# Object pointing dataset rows
►
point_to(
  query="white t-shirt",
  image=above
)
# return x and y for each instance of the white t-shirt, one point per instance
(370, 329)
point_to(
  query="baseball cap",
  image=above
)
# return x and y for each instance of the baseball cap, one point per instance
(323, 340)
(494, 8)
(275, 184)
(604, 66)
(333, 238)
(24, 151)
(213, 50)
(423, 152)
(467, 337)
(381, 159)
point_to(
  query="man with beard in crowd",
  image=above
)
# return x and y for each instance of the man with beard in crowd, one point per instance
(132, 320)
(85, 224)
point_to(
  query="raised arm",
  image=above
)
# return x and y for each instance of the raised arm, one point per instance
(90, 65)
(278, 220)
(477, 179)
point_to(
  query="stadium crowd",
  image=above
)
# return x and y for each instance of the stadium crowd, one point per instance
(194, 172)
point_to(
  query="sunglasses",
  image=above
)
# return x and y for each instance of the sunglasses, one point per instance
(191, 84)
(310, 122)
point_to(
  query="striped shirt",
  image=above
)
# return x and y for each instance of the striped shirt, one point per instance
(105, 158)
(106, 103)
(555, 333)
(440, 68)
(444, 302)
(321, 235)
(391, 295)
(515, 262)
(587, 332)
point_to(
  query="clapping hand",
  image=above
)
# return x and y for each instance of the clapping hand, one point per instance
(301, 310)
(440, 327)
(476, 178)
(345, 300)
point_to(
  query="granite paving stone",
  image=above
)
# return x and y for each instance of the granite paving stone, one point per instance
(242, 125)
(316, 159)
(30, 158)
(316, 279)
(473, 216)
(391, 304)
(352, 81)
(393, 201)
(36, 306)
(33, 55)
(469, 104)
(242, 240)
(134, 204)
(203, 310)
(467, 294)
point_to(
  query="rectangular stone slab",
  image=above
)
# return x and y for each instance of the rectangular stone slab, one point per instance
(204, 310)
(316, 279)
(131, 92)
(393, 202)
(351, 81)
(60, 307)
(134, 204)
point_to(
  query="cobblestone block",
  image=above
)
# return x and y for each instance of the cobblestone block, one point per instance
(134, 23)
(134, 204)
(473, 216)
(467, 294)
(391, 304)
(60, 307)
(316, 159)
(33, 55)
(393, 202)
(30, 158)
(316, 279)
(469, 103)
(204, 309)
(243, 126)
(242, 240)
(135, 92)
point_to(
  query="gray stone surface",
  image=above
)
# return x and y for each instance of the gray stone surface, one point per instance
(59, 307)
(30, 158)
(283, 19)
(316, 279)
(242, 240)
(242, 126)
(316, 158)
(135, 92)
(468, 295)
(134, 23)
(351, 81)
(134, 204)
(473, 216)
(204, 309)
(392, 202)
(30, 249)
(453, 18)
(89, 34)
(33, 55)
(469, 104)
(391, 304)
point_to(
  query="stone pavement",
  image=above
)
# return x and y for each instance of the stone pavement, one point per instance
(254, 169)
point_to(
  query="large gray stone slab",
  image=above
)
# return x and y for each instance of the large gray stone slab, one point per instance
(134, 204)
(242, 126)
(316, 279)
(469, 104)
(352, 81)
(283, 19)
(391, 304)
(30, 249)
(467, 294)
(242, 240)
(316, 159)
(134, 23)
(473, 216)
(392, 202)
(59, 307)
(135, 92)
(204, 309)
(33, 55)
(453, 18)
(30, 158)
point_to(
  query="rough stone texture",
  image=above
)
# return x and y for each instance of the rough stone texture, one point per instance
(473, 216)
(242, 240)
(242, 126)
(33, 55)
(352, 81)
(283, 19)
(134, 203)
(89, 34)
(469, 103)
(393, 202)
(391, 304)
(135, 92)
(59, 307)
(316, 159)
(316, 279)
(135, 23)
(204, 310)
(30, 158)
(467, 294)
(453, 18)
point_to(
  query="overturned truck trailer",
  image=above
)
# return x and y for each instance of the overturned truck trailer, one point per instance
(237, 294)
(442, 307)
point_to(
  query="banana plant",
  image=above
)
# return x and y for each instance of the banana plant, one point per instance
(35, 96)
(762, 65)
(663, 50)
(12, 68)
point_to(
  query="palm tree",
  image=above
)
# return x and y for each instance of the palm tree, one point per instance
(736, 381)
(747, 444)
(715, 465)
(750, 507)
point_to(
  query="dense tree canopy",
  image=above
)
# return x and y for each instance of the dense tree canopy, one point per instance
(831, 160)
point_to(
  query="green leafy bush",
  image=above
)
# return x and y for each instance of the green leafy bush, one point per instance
◄
# Aim of the task
Extract every entry in the listing word for word.

# Written solution
point_to(
  query="white t-shirt",
  image=above
)
# return x and y for each instance of the white t-shirt, one point per instance
(370, 329)
point_to(
  query="baseball cap",
  image=above
)
# return x and y for each instance of the baseball cap, one point per instance
(323, 340)
(494, 8)
(275, 184)
(604, 66)
(333, 238)
(24, 151)
(213, 50)
(423, 152)
(467, 337)
(381, 159)
point_to(
  query="man with beard in crowd",
  image=above
)
# return x and y for each instance of the man with beard in crowd, one point per instance
(132, 320)
(85, 224)
point_to(
  query="raised arm",
  image=above
)
# return x and y for each instance of the raised arm, one point per instance
(90, 65)
(278, 220)
(477, 179)
point_to(
  query="stadium crowd",
  image=above
)
# return x and y for each instance of the stadium crowd, one point per instance
(194, 172)
point_to(
  query="sunglasses",
  image=above
)
# return x and y for each instance of the sunglasses, one point per instance
(191, 84)
(310, 122)
point_to(
  query="striped shirt",
  image=above
)
# return x and y for each instance of the striped shirt, one point per instance
(105, 158)
(106, 103)
(555, 333)
(440, 68)
(444, 302)
(321, 235)
(391, 295)
(515, 262)
(587, 332)
point_to(
  query="clapping hand",
  image=above
)
# return x and y for each instance of the clapping hand, one point per instance
(301, 310)
(440, 327)
(476, 178)
(345, 300)
point_to(
  query="granite paving stone",
  image=above
)
# return x and y for each instance of the granite paving stone, one point per instance
(242, 125)
(316, 159)
(30, 158)
(316, 279)
(473, 216)
(391, 304)
(352, 81)
(393, 201)
(36, 306)
(33, 55)
(469, 104)
(242, 240)
(134, 204)
(203, 310)
(467, 294)
point_to(
  query="rectangular stone slab",
  image=above
)
# return x and y for each instance of the rectangular stone slab, one point per instance
(204, 310)
(316, 279)
(131, 92)
(393, 202)
(351, 81)
(60, 307)
(134, 204)
point_to(
  query="cobblestone block",
  image=above
)
# return x and y for each instance of the cobblestone block, one point per instance
(134, 23)
(134, 204)
(473, 216)
(467, 294)
(391, 304)
(60, 307)
(316, 159)
(33, 55)
(393, 202)
(30, 158)
(316, 279)
(469, 103)
(204, 309)
(243, 126)
(242, 240)
(135, 92)
point_to(
  query="gray stone surface",
  image=above
)
# return x and y for each instance of the gray stone surface, one point per instance
(59, 307)
(30, 158)
(283, 19)
(316, 279)
(242, 240)
(242, 126)
(316, 158)
(135, 92)
(468, 295)
(134, 23)
(351, 81)
(134, 204)
(473, 216)
(204, 309)
(392, 202)
(30, 249)
(453, 18)
(89, 34)
(33, 55)
(469, 104)
(391, 304)
point_to(
  query="stone pavement",
  image=above
)
# return x and y for each instance of the stone pavement, one point per instance
(254, 169)
point_to(
  query="large gray stone slab",
  image=above
)
# return x and y for each instance of the large gray stone slab, one point per instance
(134, 204)
(242, 126)
(316, 279)
(469, 104)
(352, 81)
(283, 19)
(391, 304)
(30, 249)
(467, 294)
(242, 240)
(316, 159)
(134, 23)
(473, 216)
(392, 202)
(59, 307)
(135, 92)
(204, 309)
(33, 55)
(453, 18)
(30, 158)
point_to(
  query="rough stone texture",
  image=above
)
# return x and y for each instance of the rough stone texture, one point per instance
(473, 216)
(242, 240)
(242, 126)
(33, 55)
(352, 81)
(283, 19)
(134, 203)
(89, 34)
(469, 103)
(393, 202)
(391, 304)
(135, 92)
(59, 307)
(316, 159)
(316, 279)
(135, 23)
(204, 310)
(30, 158)
(467, 294)
(453, 18)
point_to(
  query="overturned truck trailer",
  image=above
)
# return x and y for each instance of the overturned truck trailer, one point per instance
(237, 294)
(442, 307)
point_to(
  query="banana plant",
  image=above
)
# return x and y for each instance of the banana plant, one point per instance
(35, 96)
(762, 65)
(663, 50)
(12, 68)
point_to(
  query="palm tree",
  image=above
)
# return x and y for each instance of the palm tree, one point per instance
(736, 381)
(747, 444)
(715, 465)
(750, 507)
point_to(
  query="dense tree canopy",
  image=above
)
# return x and y for each instance of the dense tree canopy, one point per instance
(831, 160)
point_to(
  query="green leafy bush",
  image=above
)
# return x and y for each instance of the green leafy bush, one point per instance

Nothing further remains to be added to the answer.